# START OF PASSAGE PROVIDED

The research problem addressed in the article, and at the same time its practical objective, is to analyze the electric vehicles available in Poland and to present recommendations of vehicles with the highest utility for institutional users (state and local government bodies). This is of particular importance in the context of the previously indicated statutory obligation of state and local government units to expand the fleet of electric vehicles and the expected increase in demand for such vehicles.

The methodological contribution is the use of MCDA (Multi-Criteria Decision Analysis) method called PROSA-C (PROMETHEE for Sustainability Assessment–Criteria) [10,11], which allows taking into account the sustainability of decision-making alternatives in the solution of a decision problem. In the case of electric vehicles, the PROSA-C method allows promoting vehicles with more balanced economic, technical, social and environmental characteristics. What is important, in this article the method has been developed with elements of a stochastic simulation, which takes into account the uncertainty of individual parameters of electric vehicles. This uncertainty should be taken into account in the solution of the decision problem and is due, among other things, to the fact that certain operational parameters depend on the user and how the vehicle is used, e.g., the same vehicle may have different energy consumption and range depending on the driving style.

Section 2 contains a literature discussion on the applications of MCDA methods in decision- making problems related to electric vehicles. Section 3 discusses the PROSA-C method, a stochastic analysis using the Monte Carlo method, and a research procedure based on these methods. Section 4 presents the results of research on the selection of electric vehicles for local government units and state bodies in Poland. The article ends with a summary and indication of further research directions.

# END OF PASSAGE PROVIDED
# START OF RECORDS PROVIDED

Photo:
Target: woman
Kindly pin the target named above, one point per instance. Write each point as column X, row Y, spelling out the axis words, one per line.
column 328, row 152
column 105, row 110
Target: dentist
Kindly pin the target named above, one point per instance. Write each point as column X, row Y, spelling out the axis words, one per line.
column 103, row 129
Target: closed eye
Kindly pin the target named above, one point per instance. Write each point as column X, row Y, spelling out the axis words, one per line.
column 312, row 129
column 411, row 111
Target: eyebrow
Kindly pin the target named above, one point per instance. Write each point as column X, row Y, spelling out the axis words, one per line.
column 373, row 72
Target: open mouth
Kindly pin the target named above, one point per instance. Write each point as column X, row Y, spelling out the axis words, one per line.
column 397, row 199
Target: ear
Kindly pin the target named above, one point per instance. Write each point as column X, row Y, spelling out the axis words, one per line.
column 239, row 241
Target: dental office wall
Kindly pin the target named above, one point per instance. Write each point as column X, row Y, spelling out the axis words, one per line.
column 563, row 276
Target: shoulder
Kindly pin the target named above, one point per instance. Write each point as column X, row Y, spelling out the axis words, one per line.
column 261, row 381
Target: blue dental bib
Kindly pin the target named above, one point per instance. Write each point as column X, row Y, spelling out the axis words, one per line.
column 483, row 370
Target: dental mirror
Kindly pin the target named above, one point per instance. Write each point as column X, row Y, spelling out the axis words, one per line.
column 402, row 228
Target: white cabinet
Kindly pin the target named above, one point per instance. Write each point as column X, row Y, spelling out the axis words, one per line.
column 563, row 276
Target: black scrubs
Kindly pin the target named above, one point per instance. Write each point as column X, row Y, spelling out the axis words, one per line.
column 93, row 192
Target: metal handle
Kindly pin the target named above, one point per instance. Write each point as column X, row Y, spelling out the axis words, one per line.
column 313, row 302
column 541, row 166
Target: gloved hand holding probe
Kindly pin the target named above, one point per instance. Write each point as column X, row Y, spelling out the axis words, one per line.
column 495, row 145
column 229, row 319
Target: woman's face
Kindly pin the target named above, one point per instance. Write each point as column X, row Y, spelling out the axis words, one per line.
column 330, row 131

# END OF RECORDS PROVIDED

_WHAT TO WORK ON_:
1. Condense the paragraph of the passage on electric vehicles that begins "The methodological contribution is" into a short bulleted list that keeps its main facts.
2. According to the passage on electric vehicles, which section presents the results of research on selecting electric vehicles for local government units and state bodies in Poland?
3. Reproduce the stretch of the passage on electric vehicles from "The research problem" through "for such vehicles.".

_EXPECTED RESPONSES_:
1.
- The method used is PROSA-C (PROMETHEE for Sustainability Assessment–Criteria), an MCDA (Multi-Criteria Decision Analysis) method that accounts for the sustainability of decision alternatives.
- For electric vehicles, it favors vehicles with more balanced economic, technical, social and environmental characteristics.
- In this article, the method is extended with stochastic simulation to account for uncertainty in individual vehicle parameters.
- This uncertainty arises partly because some operational parameters depend on the user and how the vehicle is used. For example, the same vehicle's energy consumption and range can vary with driving style.

2. Section 4.

3.
The research problem addressed in the article, and at the same time its practical objective, is to analyze the electric vehicles available in Poland and to present recommendations of vehicles with the highest utility for institutional users (state and local government bodies). This is of particular importance in the context of the previously indicated statutory obligation of state and local government units to expand the fleet of electric vehicles and the expected increase in demand for such vehicles.